Rewrite the lines below, replacing every "thickest" with "widest" and leaving everything else unchanged.

* [TASK INPUTS]
============================================================

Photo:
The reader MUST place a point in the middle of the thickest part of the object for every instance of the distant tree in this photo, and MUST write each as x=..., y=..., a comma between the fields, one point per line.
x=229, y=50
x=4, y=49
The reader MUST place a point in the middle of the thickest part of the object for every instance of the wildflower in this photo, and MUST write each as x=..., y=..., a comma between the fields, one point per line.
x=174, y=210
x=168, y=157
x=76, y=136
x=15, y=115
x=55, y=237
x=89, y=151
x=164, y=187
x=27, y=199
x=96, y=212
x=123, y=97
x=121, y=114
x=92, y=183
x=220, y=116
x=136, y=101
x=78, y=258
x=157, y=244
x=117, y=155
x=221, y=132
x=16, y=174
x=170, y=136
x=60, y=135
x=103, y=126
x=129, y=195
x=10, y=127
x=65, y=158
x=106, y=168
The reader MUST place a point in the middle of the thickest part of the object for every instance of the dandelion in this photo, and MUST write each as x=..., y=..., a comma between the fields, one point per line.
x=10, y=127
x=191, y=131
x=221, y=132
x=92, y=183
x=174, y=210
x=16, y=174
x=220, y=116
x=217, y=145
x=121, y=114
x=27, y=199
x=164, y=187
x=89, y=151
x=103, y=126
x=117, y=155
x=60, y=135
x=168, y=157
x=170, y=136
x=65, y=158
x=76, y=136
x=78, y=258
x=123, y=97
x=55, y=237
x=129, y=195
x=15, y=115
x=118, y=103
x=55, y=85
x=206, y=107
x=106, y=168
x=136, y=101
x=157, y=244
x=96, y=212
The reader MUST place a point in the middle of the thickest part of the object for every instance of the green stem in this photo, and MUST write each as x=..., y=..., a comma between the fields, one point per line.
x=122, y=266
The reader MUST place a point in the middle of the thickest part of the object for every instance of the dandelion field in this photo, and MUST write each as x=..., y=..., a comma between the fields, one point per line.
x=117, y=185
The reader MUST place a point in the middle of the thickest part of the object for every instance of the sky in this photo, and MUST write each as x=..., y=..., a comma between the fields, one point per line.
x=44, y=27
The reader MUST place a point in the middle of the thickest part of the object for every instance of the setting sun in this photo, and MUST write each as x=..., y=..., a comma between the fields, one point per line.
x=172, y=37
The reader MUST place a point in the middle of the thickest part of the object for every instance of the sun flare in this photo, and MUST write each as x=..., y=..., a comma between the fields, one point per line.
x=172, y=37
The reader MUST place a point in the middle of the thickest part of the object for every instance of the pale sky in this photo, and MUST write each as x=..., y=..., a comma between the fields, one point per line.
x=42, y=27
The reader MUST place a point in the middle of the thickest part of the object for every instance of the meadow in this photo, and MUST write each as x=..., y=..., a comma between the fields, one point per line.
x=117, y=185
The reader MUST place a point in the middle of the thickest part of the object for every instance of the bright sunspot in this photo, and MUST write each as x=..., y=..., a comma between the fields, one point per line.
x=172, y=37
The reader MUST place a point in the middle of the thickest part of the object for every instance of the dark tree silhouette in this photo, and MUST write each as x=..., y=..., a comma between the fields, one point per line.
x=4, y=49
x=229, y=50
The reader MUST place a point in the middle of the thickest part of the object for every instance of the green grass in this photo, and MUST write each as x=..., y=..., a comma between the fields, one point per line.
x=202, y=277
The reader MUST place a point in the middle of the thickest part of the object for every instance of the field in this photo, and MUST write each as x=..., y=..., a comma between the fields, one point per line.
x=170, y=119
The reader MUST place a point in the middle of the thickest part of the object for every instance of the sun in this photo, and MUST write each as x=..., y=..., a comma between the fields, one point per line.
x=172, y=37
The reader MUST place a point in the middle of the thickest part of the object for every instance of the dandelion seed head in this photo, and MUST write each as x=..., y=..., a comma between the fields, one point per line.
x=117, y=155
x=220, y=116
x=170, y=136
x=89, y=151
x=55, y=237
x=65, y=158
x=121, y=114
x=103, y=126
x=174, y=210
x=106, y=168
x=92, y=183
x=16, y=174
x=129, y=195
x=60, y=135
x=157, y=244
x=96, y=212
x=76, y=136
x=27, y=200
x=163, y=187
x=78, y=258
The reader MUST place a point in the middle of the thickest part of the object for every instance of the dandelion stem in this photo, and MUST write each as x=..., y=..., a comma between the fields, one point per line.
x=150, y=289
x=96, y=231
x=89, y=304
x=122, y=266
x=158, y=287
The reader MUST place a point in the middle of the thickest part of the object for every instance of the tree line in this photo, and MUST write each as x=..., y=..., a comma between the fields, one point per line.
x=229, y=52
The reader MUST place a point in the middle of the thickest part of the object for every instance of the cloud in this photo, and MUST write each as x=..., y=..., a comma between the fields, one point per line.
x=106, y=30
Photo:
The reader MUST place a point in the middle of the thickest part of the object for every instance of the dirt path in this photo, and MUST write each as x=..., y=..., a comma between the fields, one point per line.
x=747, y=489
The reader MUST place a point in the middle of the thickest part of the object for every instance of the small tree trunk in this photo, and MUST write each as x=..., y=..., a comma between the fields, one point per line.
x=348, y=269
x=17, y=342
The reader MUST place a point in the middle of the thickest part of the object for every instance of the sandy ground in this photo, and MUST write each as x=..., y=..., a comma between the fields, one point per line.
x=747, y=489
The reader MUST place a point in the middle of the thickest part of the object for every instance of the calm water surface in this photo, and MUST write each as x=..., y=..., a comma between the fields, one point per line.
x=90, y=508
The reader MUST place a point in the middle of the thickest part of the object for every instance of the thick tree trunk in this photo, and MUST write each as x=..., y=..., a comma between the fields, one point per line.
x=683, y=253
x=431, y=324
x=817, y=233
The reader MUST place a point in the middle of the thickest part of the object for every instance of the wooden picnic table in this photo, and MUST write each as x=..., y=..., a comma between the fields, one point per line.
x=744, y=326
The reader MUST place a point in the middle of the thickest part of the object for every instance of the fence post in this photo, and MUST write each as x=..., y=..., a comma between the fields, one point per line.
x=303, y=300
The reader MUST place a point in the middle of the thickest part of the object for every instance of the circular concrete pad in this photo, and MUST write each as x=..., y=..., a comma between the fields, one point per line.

============================================================

* [RESULT OF THE EXERCISE]
Photo:
The reader MUST place a point in the middle of the widest part of the object for every instance of the distant tree in this photo, and MUST write each as x=..., y=..., a comma between the fields, one point per line.
x=229, y=50
x=4, y=49
The reader MUST place a point in the middle of the widest part of the object for every instance of the wildflower in this photo, and MUST write each as x=..., y=..., a comma between the fields, one point per line.
x=174, y=210
x=168, y=157
x=76, y=136
x=15, y=115
x=55, y=237
x=89, y=151
x=164, y=187
x=27, y=199
x=96, y=212
x=123, y=97
x=121, y=114
x=92, y=183
x=220, y=116
x=136, y=101
x=78, y=258
x=157, y=244
x=117, y=155
x=221, y=132
x=16, y=174
x=170, y=136
x=60, y=135
x=103, y=126
x=129, y=195
x=10, y=127
x=65, y=158
x=106, y=168
The reader MUST place a point in the middle of the widest part of the object for every instance of the dandelion in this photo, and MUST write each as x=..., y=..., a comma between the fields, one point per line.
x=10, y=127
x=191, y=131
x=221, y=132
x=92, y=183
x=174, y=210
x=16, y=174
x=220, y=116
x=217, y=145
x=121, y=114
x=27, y=199
x=164, y=187
x=89, y=151
x=103, y=126
x=117, y=155
x=60, y=135
x=168, y=157
x=170, y=136
x=65, y=158
x=76, y=136
x=78, y=258
x=123, y=97
x=55, y=237
x=129, y=195
x=15, y=115
x=118, y=103
x=55, y=85
x=206, y=107
x=106, y=168
x=136, y=101
x=157, y=244
x=96, y=212
The reader MUST place a point in the middle of the widest part of the object for every instance of the green stem in this photo, and MUST write each as x=..., y=..., a comma between the fields, one point per line.
x=122, y=266
The reader MUST place a point in the middle of the widest part of the object for every instance of the dandelion field in this photo, and MUST write each as x=..., y=..., a comma between the fields, one point per line.
x=117, y=185
The reader MUST place a point in the middle of the widest part of the object for every instance of the sky in this photo, and MUST write each as x=..., y=..., a comma between the fields, one point per line.
x=44, y=27
The reader MUST place a point in the middle of the widest part of the object for every instance of the setting sun in this photo, and MUST write each as x=..., y=..., a comma between the fields, one point per line.
x=172, y=37
The reader MUST place a point in the middle of the widest part of the object for every instance of the sun flare in this photo, and MUST write each as x=..., y=..., a comma between the fields, one point per line.
x=172, y=37
The reader MUST place a point in the middle of the widest part of the object for every instance of the pale sky in this photo, and MUST write each as x=..., y=..., a comma between the fields, one point per line.
x=42, y=27
The reader MUST place a point in the middle of the widest part of the object for every instance of the meadow in this photo, and MUST write each as x=..., y=..., a comma between the fields, one point per line.
x=117, y=185
The reader MUST place a point in the middle of the widest part of the object for every instance of the bright sunspot in this photo, and MUST write each as x=..., y=..., a comma between the fields, one point per line.
x=172, y=37
The reader MUST place a point in the middle of the widest part of the object for every instance of the dark tree silhouette in this photo, and MUST write each as x=..., y=..., a comma between the fields, one point per line.
x=4, y=49
x=229, y=50
The reader MUST place a point in the middle of the widest part of the object for every instance of the green grass in this photo, and MUST write each as x=..., y=..., a comma between the fields, one point per line.
x=202, y=277
The reader MUST place a point in the middle of the widest part of the object for every instance of the field in this photo, and MUST write each as x=..., y=..., a comma between the fields, one point per line.
x=170, y=119
The reader MUST place a point in the middle of the widest part of the object for every instance of the sun in this photo, and MUST write each as x=..., y=..., a comma between the fields, one point per line.
x=172, y=37
The reader MUST place a point in the middle of the widest part of the object for every instance of the dandelion seed head in this photo, and MUST write each as x=..., y=..., a comma between the fields, one point per line.
x=117, y=155
x=220, y=116
x=170, y=136
x=89, y=151
x=55, y=237
x=65, y=158
x=121, y=114
x=103, y=126
x=174, y=210
x=106, y=168
x=92, y=183
x=16, y=174
x=129, y=195
x=60, y=135
x=157, y=244
x=96, y=212
x=76, y=136
x=27, y=200
x=163, y=187
x=78, y=258
The reader MUST place a point in the middle of the widest part of the object for every instance of the dandelion stem in this photo, and MUST write each as x=..., y=..., a comma between the fields, one point per line.
x=150, y=289
x=96, y=231
x=89, y=304
x=122, y=266
x=158, y=287
The reader MUST place a point in the middle of the widest part of the object for every instance of the tree line in this photo, and MUST write each as x=..., y=..., a comma between the fields, one point per line.
x=229, y=52
The reader MUST place a point in the middle of the widest part of the object for every instance of the cloud in this photo, and MUST write each as x=..., y=..., a comma between the fields, one point per line.
x=106, y=30
Photo:
The reader MUST place a point in the middle of the widest part of the object for every instance of the dirt path in this photo, and MUST write each as x=..., y=..., a comma between the fields, one point per line.
x=747, y=489
The reader MUST place a point in the middle of the widest part of the object for every instance of the small tree trunk in this photo, and MUST write each as x=..., y=..., a comma between the fields, one point per line.
x=348, y=269
x=17, y=342
The reader MUST place a point in the middle of the widest part of the object for every instance of the sandy ground in this photo, and MUST write each as x=..., y=..., a comma between the fields, one point per line.
x=747, y=489
The reader MUST place a point in the middle of the widest part of the object for every instance of the calm water surface in this photo, and MUST write each as x=..., y=..., a comma between the fields, one point per line.
x=90, y=508
The reader MUST place a point in the middle of the widest part of the object for every instance of the thick tree trunk in this photo, and MUST write each as x=..., y=..., a comma between the fields, one point per line.
x=683, y=253
x=431, y=324
x=817, y=233
The reader MUST place a point in the middle of the widest part of the object for every instance of the wooden picnic table in this photo, and MUST write each as x=..., y=..., a comma between the fields, one point per line.
x=744, y=326
The reader MUST place a point in the middle of the widest part of the object for every instance of the fence post in this photo, and MUST write each as x=..., y=..., a comma between the fields, one point per line.
x=303, y=300
The reader MUST place a point in the middle of the widest part of the object for every instance of the circular concrete pad in this photo, and MUST write each as x=..., y=..., a comma between the fields, one point per line.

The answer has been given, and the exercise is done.